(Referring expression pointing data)
------------------------

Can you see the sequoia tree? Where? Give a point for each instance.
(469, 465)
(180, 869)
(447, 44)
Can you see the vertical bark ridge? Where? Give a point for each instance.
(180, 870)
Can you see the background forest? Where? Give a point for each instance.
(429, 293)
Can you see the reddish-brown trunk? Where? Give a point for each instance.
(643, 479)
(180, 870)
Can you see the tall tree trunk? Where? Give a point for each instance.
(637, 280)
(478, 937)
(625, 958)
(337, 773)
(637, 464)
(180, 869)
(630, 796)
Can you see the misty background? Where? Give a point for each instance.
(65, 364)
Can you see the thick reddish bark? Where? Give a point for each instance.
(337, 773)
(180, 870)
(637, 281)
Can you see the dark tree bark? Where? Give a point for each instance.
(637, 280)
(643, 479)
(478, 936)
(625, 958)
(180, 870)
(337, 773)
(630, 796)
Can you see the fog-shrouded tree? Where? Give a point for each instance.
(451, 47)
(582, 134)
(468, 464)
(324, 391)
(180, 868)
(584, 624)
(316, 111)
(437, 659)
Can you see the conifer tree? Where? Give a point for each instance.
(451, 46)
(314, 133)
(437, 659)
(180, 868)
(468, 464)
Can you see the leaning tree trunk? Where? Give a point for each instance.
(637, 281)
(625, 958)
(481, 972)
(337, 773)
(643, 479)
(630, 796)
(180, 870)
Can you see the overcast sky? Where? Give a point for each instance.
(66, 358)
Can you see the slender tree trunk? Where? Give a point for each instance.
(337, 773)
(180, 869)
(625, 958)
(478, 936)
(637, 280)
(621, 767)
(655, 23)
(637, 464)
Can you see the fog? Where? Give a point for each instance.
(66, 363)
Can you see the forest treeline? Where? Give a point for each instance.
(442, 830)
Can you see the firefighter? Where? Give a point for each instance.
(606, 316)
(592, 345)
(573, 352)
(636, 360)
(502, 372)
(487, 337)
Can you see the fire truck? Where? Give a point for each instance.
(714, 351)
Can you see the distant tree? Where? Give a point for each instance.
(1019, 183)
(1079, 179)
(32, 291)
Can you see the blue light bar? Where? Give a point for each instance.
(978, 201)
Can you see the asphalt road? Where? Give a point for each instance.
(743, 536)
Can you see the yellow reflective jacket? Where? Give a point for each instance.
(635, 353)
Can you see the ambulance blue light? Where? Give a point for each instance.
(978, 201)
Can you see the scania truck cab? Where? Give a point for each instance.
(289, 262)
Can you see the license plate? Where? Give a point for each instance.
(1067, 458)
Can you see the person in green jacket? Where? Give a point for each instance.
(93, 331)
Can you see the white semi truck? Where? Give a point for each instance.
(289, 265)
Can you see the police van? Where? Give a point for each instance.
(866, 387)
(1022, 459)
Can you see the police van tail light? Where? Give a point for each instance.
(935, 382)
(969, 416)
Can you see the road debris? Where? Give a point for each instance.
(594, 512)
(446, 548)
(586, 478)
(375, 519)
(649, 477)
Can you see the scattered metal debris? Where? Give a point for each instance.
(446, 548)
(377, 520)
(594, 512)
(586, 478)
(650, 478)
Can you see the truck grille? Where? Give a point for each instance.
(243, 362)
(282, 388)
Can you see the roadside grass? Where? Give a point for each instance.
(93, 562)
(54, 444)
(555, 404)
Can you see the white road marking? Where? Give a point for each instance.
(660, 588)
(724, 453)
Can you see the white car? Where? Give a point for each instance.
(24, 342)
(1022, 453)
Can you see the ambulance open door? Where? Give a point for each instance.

------------------------

What to produce » Copy the records exactly, keeping every word in place.

Your response »
Can you see the sequoia tree? Where? Give a point for each instance.
(469, 465)
(180, 869)
(447, 44)
Can you see the vertical bark ridge? Where? Give a point for each instance.
(180, 870)
Can you see the background forest? Where? Give a point for each instance.
(429, 293)
Can you see the reddish-brown trunk? Where? Give a point for each instance.
(643, 479)
(180, 870)
Can you see the tall tree trunk? Where? Give a point for each instance.
(637, 280)
(478, 937)
(625, 958)
(337, 773)
(637, 464)
(180, 869)
(630, 796)
Can you see the misty background? Where? Give a point for each instance.
(65, 364)
Can you see the thick reddish bark? Where? Give a point for each instance.
(337, 773)
(180, 870)
(637, 281)
Can you see the dark tree bark? Where? Give a point for each instance.
(637, 280)
(643, 479)
(478, 936)
(625, 958)
(180, 870)
(337, 773)
(630, 796)
Can you see the fog-shrouded tree? Where? Give a point for each instance.
(451, 47)
(582, 134)
(468, 464)
(324, 391)
(180, 868)
(584, 624)
(316, 111)
(437, 659)
Can you see the conifer tree? Where? Give a point for each instance.
(451, 46)
(314, 133)
(437, 659)
(180, 868)
(468, 464)
Can you see the leaning tree trunk? Where? Give a point for each instance.
(637, 281)
(625, 958)
(481, 972)
(337, 773)
(643, 479)
(630, 796)
(180, 870)
Can you see the overcast sky? Where? Give a point for each instance.
(66, 358)
Can you see the slender tree trunk? Where? Give a point for each instance.
(337, 773)
(180, 869)
(625, 958)
(478, 936)
(637, 280)
(621, 767)
(655, 23)
(637, 464)
Can you see the fog? Where? Give a point for each instance.
(66, 363)
Can you see the forest treeline? Where? Give a point for each instance.
(442, 830)
Can you see the firefighter? Where? Give a point for each instance.
(606, 316)
(592, 345)
(573, 352)
(636, 360)
(502, 372)
(487, 337)
Can you see the fire truck? Where? Give a point for each instance.
(714, 351)
Can you see the distant tree? Where? Give a point for each instance.
(1019, 183)
(1079, 179)
(32, 291)
Can you see the blue light bar? Where? Give a point for each instance.
(978, 201)
Can you see the asphalt road? Where? Give a point for each instance.
(743, 536)
Can you see the yellow reflective jacket? Where? Give a point for each instance.
(635, 353)
Can you see the ambulance blue light? Where? Give a point for each instance.
(978, 201)
Can you see the scania truck cab? Where? Give a point for each instance.
(289, 262)
Can you see the license plate? Where? Give a point for each instance.
(1067, 458)
Can you see the person in green jacket? Where? Give a point for each instance.
(93, 331)
Can you see the white semi truck? Where? Give a point for each instance.
(289, 265)
Can you see the police van? Where? Give a point for each instance.
(866, 387)
(1022, 459)
Can you see the police van tail light? Where? Give a point for each instance.
(935, 382)
(969, 416)
Can you see the road debris? Where? Give a point for each instance.
(594, 512)
(446, 548)
(586, 478)
(375, 519)
(649, 477)
Can you see the scattered metal debris? Where? Give a point for each instance.
(446, 548)
(377, 520)
(594, 512)
(586, 478)
(650, 478)
Can you see the truck grille? Where? Give a point for each instance.
(243, 362)
(282, 388)
Can you see the roadside grass? Where? Give a point for each instance.
(93, 562)
(54, 444)
(555, 404)
Can you see the white road marking? Where? Give a point for each instance.
(660, 588)
(724, 453)
Can you see the white car? Where? Give a point for each instance.
(24, 342)
(1022, 453)
Can you see the ambulance open door? Where? Give a point for each instance.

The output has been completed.